TASK GOAL
Please pick out every line in the material below that contains the string "turquoise" and copy each one.

ENTRIES SUPPLIED
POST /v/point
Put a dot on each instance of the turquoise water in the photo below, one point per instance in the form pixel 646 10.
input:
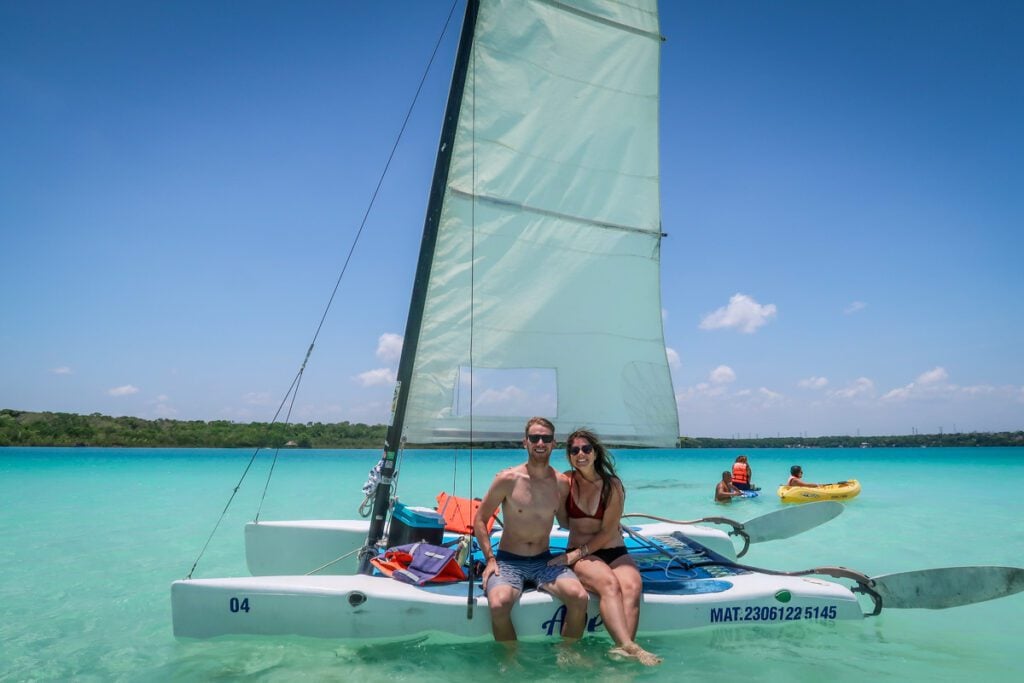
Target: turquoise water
* * *
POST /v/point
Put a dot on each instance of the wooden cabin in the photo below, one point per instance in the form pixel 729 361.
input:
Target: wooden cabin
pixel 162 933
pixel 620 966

REPLY
Put a dot on each instance of the turquoise water in the photo below, one point per instance in the form pixel 646 10.
Target: turquoise water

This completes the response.